§ **Directive**: Look in the data below for the line that contains "spot the house roof in the photo above". Copy that line and the remaining lines exactly.

§ **Coordinate labeling data**:
§

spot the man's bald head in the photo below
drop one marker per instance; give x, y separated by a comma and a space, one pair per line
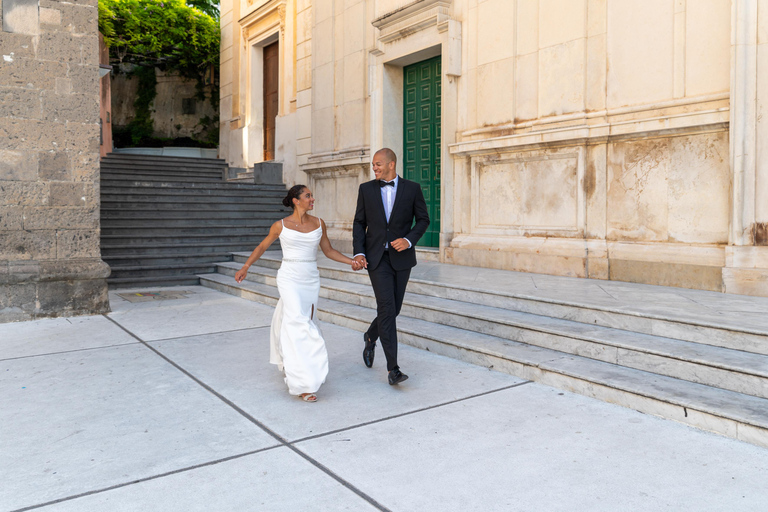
387, 154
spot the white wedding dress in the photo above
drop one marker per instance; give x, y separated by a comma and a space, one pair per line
296, 343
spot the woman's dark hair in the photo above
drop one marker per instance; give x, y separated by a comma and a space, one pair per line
294, 193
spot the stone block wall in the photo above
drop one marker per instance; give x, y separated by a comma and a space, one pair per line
50, 262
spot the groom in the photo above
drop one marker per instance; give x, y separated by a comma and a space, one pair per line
384, 237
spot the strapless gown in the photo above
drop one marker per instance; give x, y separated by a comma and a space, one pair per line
297, 346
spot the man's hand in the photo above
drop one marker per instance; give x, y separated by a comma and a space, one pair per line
240, 275
399, 245
361, 262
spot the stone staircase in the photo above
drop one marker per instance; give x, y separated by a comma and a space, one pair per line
164, 220
663, 351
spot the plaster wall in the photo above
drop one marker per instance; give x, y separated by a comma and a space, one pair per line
609, 139
50, 262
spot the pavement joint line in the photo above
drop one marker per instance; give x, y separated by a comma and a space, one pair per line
275, 435
69, 351
206, 334
146, 479
408, 413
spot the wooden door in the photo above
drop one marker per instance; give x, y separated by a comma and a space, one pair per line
421, 138
271, 82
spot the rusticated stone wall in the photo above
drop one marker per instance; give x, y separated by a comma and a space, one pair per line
50, 262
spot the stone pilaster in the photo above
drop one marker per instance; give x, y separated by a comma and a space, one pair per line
50, 262
746, 268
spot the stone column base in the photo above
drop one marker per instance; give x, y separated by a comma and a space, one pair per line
746, 271
39, 289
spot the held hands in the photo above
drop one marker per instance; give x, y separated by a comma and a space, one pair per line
240, 275
359, 263
399, 245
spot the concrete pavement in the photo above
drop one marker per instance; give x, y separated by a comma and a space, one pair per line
171, 405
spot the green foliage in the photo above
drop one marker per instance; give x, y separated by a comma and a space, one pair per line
142, 125
209, 7
164, 33
168, 35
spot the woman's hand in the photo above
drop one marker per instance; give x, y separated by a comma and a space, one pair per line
240, 275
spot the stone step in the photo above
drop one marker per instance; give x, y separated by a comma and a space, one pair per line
166, 259
152, 282
179, 269
730, 413
144, 227
725, 368
143, 223
719, 332
127, 216
117, 177
170, 249
190, 187
251, 237
162, 160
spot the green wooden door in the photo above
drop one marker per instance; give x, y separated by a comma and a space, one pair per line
421, 138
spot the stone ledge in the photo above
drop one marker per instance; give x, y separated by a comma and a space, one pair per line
31, 271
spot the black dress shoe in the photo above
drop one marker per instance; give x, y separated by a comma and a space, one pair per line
396, 377
369, 350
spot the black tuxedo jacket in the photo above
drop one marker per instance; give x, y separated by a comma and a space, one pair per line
371, 231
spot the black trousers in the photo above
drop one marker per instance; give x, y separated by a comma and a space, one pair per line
389, 288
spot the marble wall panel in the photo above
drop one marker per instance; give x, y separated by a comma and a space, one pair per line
495, 92
669, 189
561, 21
495, 37
699, 189
637, 190
527, 27
527, 87
527, 193
640, 52
561, 78
707, 47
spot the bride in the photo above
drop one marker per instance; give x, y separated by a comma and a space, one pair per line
296, 344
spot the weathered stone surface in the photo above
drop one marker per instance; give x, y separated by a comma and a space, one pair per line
82, 108
58, 218
27, 271
63, 86
55, 166
78, 19
81, 268
60, 47
77, 243
34, 74
85, 78
18, 165
82, 137
17, 302
21, 193
21, 16
85, 166
10, 218
90, 50
23, 103
31, 134
50, 17
69, 194
27, 245
16, 45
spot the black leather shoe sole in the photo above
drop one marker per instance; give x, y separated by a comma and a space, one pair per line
396, 378
369, 351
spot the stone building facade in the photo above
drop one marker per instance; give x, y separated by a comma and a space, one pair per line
610, 139
49, 161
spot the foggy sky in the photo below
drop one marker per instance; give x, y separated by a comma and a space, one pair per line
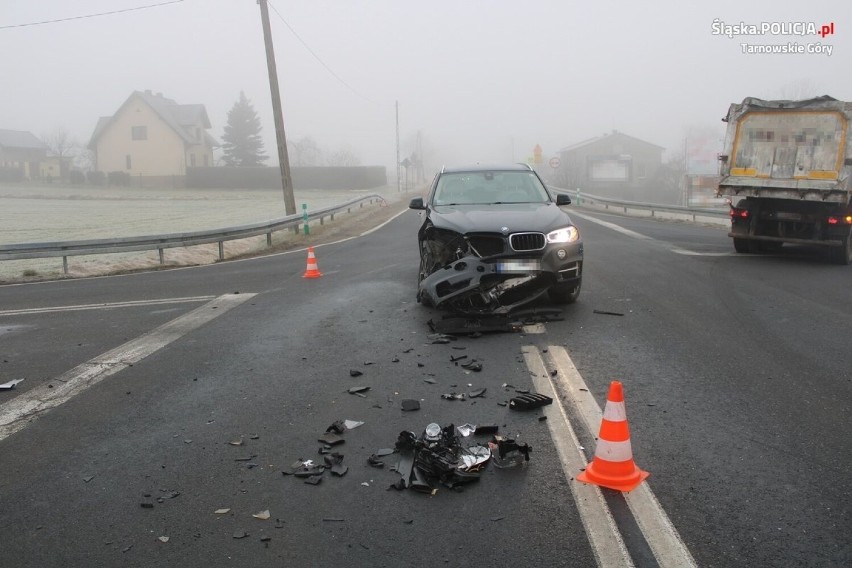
476, 80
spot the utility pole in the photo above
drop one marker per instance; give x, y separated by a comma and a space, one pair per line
397, 147
281, 138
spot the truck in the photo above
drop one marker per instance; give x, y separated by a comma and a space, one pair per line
785, 173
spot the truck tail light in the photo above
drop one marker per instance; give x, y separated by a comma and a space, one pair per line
844, 220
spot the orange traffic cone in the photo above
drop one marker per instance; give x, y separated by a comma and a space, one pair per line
613, 465
312, 271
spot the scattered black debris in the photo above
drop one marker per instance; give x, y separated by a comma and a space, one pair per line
359, 391
437, 457
334, 462
507, 452
605, 313
529, 401
331, 439
475, 325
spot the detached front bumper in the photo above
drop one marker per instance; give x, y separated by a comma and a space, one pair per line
500, 284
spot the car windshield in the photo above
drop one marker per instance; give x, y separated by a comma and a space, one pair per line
470, 188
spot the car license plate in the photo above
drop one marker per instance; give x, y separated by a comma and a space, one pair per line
788, 216
522, 266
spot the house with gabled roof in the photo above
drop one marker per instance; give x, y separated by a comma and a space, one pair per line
21, 155
614, 164
153, 139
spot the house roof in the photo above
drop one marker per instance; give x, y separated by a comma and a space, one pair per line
596, 139
20, 139
178, 117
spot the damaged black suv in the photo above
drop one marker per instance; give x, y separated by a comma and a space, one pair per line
493, 238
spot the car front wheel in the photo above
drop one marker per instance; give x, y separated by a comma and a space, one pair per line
564, 293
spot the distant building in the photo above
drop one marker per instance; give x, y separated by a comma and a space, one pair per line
153, 139
612, 165
22, 155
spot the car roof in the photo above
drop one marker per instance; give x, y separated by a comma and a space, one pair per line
488, 168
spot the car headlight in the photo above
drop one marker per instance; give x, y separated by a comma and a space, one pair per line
568, 234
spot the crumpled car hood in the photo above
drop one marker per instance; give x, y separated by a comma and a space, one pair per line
517, 217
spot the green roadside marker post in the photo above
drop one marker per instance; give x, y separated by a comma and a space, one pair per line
305, 218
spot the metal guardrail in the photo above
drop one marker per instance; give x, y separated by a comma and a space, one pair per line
580, 198
22, 251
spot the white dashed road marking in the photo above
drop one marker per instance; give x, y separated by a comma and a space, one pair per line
662, 537
21, 410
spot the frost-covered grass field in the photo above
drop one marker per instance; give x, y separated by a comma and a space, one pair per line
52, 213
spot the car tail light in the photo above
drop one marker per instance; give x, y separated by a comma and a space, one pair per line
844, 220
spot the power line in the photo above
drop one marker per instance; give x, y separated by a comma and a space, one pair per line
317, 57
89, 15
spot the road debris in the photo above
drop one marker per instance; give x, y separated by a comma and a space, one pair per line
529, 401
437, 457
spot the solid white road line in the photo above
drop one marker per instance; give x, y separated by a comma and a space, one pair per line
104, 306
604, 537
21, 410
613, 226
660, 534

§

§ **Result**:
spot the house roof in the photo above
drop one marker per instance; give x, y separated by a comma and a space, one pair per line
596, 139
20, 139
178, 117
spot the damaged black suv in the photo above
drop one marker per instance; give x, y separated by a comma and a space, one pair per line
493, 238
spot the car front wheel in the photo above
drop one marker per instance; give x, y separated by a comma and a space, one pair per line
564, 293
spot the distant building in the photo above
drop one marker per instance; give x, y separated by a comma and a space, one pair per line
153, 139
612, 165
22, 155
spot the car roof in the photo above
drop one marker per instance; give x, y separated by a comma and a space, one pair per line
488, 168
spot the car headlight in the photo above
drop one marker per instance; give x, y separated by a comma and a space, one pair per line
568, 234
spot the crumpled car hood in the photo above
drop one marker per instance; give x, y separated by a comma and a space, one pair per line
517, 217
spot the green roadside marker post in the photo above
drop one marker per instance; give x, y separated by a comma and a space, one pair per line
305, 218
spot the metal guardrail in the photo above
drop one marker per instance; give x, y separated by a comma and a space, one pair per line
580, 198
22, 251
spot the white dashed road marking in the photo above
drop one marker per instance; give x, y separated by a comma and a space, one pair per line
662, 537
21, 410
spot the frost-covered grass field in the photo above
drop one marker per instance; give x, y separated by a comma and a space, one pair per line
52, 213
spot the car tail light in the photo above
drop one marker per instance; give x, y separated by a comma and a space, one pair per line
844, 220
spot the power line in the photo above
drop one marker per instance; give x, y separated by a comma and a space, one pair per line
317, 57
89, 15
spot the road debris in the photo above
drop one marker per instance; give x, y separated by a comma and a space, one pair per line
529, 401
437, 457
spot the solid white road line in the photo above
drop one marker per instance; give x, y separated by a comma and a space, one pair per line
104, 306
604, 537
21, 410
613, 226
660, 534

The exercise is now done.